━━━━━ DATA FOR PROCESSING ━━━━━

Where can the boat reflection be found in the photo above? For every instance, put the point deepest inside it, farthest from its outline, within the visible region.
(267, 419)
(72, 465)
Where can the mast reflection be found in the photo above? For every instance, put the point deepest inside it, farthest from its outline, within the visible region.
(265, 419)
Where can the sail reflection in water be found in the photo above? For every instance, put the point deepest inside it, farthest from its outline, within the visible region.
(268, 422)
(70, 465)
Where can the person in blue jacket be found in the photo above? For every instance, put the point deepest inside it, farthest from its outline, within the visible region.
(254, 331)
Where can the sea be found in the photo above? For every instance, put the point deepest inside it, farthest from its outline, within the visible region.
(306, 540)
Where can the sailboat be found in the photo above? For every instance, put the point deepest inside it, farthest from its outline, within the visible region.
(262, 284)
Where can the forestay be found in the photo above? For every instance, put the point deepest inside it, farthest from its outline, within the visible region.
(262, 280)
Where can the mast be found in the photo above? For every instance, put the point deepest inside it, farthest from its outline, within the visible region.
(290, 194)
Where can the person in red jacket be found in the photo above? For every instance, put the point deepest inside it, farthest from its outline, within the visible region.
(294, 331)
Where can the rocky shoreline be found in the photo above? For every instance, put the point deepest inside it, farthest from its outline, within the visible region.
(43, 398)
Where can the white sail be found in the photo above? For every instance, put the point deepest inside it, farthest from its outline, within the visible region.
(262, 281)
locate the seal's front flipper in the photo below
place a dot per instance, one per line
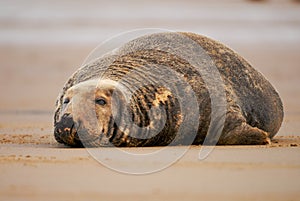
(245, 134)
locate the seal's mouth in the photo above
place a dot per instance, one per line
(65, 132)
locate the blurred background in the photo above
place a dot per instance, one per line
(43, 42)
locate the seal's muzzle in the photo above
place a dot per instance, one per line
(65, 131)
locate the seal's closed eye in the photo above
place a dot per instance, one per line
(100, 101)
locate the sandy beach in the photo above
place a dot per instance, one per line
(43, 43)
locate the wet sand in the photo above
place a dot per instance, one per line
(33, 166)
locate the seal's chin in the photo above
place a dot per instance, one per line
(76, 136)
(67, 136)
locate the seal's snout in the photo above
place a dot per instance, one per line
(65, 131)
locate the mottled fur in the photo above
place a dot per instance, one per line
(254, 110)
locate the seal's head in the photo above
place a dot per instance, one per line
(86, 114)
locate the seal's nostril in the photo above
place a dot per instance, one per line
(66, 115)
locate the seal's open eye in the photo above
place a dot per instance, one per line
(100, 101)
(66, 101)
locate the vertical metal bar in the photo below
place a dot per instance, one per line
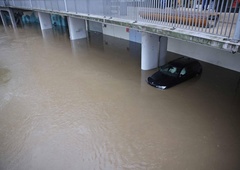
(221, 8)
(236, 36)
(58, 5)
(229, 13)
(231, 26)
(225, 11)
(215, 19)
(30, 3)
(65, 4)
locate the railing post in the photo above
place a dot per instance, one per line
(30, 3)
(236, 36)
(65, 3)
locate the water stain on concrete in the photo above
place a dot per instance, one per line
(5, 75)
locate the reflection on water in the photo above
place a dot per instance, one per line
(84, 104)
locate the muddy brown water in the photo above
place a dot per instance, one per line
(85, 105)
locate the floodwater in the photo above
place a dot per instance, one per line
(85, 105)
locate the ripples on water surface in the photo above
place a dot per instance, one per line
(85, 105)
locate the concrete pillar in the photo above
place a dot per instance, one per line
(45, 20)
(77, 28)
(3, 19)
(162, 50)
(150, 51)
(11, 15)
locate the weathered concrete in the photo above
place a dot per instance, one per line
(3, 19)
(77, 28)
(11, 15)
(150, 51)
(45, 20)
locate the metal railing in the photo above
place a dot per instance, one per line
(218, 17)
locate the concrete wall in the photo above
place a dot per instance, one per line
(116, 31)
(215, 56)
(95, 26)
(203, 53)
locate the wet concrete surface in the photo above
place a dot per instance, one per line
(85, 105)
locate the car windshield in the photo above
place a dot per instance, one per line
(170, 70)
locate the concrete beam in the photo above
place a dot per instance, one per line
(45, 20)
(77, 28)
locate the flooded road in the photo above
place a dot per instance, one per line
(85, 105)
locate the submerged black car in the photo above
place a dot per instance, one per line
(175, 72)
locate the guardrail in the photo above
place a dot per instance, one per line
(217, 17)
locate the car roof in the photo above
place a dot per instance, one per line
(182, 62)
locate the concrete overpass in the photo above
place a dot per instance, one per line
(208, 35)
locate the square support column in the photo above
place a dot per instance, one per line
(150, 51)
(3, 19)
(45, 20)
(154, 51)
(162, 50)
(77, 28)
(11, 15)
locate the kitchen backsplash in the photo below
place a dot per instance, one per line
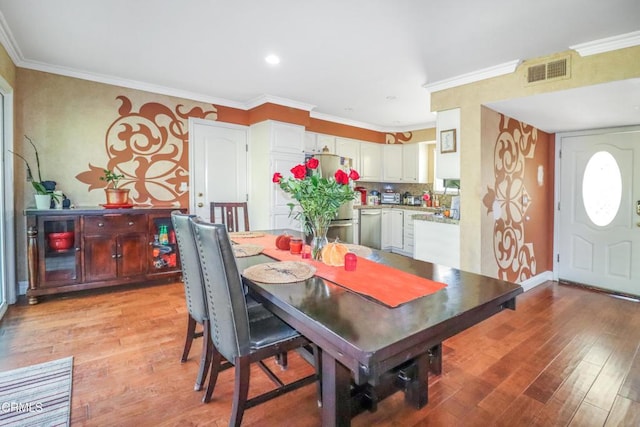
(413, 189)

━━━━━

## EXERCISE GOAL
In the listing, find every line with the word "below" and return it.

## TASK SOLUTION
locate the seal's front flipper in the photo below
locate the vertical metal bar in the photo below
locate the kitchen backsplash in the photo below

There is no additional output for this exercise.